▸ Excerpted data:

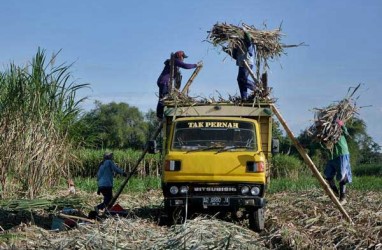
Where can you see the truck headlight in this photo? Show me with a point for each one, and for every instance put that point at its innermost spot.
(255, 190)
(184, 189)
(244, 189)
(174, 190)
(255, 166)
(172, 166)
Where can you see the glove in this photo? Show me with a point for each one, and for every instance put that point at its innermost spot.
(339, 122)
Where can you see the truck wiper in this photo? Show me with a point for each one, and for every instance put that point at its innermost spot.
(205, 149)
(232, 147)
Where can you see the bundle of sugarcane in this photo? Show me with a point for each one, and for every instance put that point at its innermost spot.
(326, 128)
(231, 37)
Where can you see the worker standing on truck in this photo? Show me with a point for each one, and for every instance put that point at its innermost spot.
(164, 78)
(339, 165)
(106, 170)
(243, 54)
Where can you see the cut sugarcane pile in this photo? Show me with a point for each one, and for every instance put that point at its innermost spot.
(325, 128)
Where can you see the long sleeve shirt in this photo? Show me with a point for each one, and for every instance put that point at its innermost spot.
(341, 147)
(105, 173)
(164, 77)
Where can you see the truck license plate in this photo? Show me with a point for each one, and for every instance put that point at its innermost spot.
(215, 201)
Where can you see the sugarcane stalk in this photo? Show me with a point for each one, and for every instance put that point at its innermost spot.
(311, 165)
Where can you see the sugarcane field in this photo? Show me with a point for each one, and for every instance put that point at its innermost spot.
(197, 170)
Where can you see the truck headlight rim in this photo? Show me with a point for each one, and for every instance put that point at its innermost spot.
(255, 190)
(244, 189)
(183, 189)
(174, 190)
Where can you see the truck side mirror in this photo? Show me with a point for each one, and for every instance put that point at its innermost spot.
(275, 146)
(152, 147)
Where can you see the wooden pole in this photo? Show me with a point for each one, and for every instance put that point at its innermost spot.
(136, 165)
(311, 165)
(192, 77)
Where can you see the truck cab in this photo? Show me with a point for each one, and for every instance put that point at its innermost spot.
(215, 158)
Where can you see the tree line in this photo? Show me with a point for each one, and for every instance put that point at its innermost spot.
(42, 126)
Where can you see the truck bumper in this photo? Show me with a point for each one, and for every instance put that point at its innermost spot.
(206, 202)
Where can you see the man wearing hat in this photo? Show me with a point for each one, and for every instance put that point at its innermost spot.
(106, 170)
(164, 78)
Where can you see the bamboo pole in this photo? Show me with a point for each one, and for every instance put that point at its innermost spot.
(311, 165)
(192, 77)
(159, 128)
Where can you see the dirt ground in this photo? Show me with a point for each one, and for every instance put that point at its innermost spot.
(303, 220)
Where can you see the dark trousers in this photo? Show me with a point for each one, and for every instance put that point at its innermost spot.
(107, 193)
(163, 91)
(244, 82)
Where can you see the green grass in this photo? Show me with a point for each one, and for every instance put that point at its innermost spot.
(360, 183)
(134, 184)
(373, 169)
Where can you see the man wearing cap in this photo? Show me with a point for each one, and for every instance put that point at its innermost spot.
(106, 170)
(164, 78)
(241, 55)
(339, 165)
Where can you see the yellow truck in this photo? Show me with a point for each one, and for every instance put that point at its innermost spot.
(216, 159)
...
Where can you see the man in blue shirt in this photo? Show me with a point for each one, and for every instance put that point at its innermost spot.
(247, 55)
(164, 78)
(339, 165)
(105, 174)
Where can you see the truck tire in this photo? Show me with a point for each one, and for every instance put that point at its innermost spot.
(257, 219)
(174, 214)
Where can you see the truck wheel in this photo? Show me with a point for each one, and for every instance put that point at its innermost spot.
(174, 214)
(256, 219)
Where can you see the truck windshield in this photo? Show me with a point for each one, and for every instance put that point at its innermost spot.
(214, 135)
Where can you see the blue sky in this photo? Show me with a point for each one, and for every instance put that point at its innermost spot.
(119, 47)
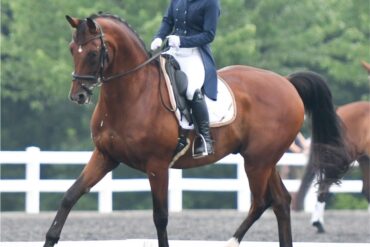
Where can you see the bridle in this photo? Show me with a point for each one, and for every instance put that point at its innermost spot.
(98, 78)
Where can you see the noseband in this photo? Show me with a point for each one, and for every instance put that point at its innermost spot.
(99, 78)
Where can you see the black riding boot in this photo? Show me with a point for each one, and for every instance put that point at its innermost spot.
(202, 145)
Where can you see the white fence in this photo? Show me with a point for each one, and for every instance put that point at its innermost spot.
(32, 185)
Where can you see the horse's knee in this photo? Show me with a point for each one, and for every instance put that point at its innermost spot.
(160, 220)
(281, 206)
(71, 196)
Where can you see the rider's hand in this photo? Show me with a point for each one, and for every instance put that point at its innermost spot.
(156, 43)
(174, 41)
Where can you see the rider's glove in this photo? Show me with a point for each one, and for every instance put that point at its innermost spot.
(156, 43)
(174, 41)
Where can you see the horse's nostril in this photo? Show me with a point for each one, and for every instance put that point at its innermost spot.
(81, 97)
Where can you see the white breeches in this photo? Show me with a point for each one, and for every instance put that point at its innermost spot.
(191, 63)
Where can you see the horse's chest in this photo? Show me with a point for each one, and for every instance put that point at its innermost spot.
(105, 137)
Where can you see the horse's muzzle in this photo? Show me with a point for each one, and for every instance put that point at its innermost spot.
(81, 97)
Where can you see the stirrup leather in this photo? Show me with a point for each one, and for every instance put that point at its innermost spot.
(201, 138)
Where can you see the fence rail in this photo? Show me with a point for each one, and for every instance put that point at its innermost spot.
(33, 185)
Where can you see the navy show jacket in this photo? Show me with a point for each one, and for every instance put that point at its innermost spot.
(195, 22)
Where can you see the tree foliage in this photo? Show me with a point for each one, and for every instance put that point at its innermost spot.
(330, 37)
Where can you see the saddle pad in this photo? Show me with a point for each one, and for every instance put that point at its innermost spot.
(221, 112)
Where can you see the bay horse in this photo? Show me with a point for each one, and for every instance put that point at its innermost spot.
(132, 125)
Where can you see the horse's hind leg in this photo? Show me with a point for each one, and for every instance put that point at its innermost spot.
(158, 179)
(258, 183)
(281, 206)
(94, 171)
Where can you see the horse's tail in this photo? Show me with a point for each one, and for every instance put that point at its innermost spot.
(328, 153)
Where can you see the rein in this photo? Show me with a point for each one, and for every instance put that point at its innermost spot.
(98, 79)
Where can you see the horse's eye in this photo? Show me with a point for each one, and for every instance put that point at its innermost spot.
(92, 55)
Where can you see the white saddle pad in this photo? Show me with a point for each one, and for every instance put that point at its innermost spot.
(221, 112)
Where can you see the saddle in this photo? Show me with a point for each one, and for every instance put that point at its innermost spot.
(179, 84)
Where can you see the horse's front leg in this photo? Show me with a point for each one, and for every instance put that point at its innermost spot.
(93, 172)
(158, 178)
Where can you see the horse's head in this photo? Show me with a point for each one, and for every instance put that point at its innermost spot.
...
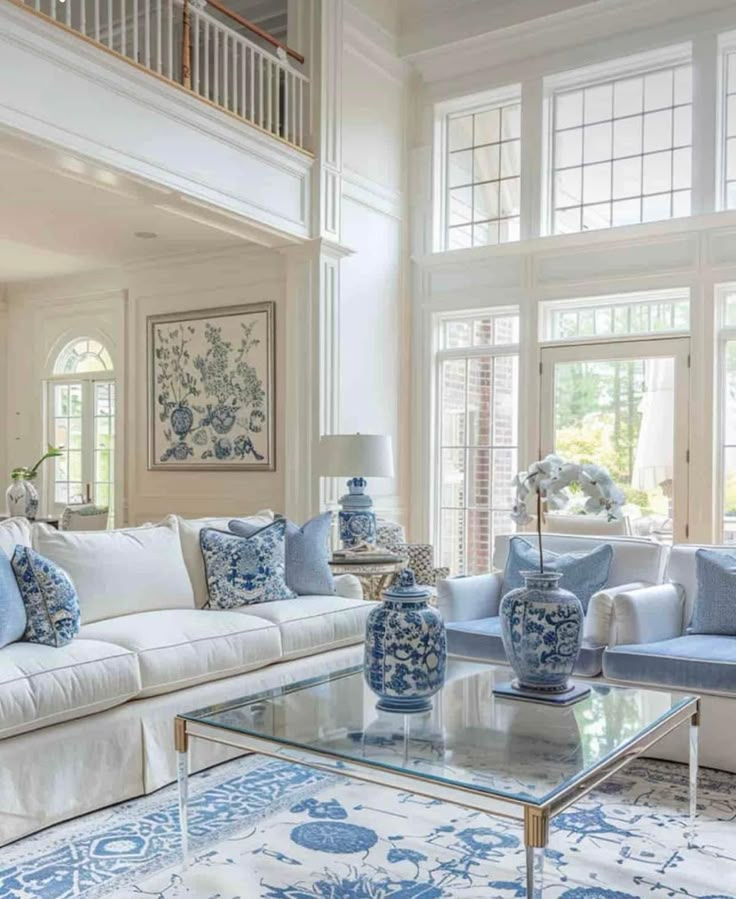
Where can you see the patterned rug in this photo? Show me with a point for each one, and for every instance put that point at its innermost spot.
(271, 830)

▸ Exercise objective:
List every line above that contains the string "tree", matching case exactly.

▸ Task answer:
Where can you see the tree line in this photo? Show me with a point for each one, and for every instance put that point at its innermost spot.
Where can you see the tree foliage in this photo? Show me with a point for each one, and for every instance put that point at its innermost spot.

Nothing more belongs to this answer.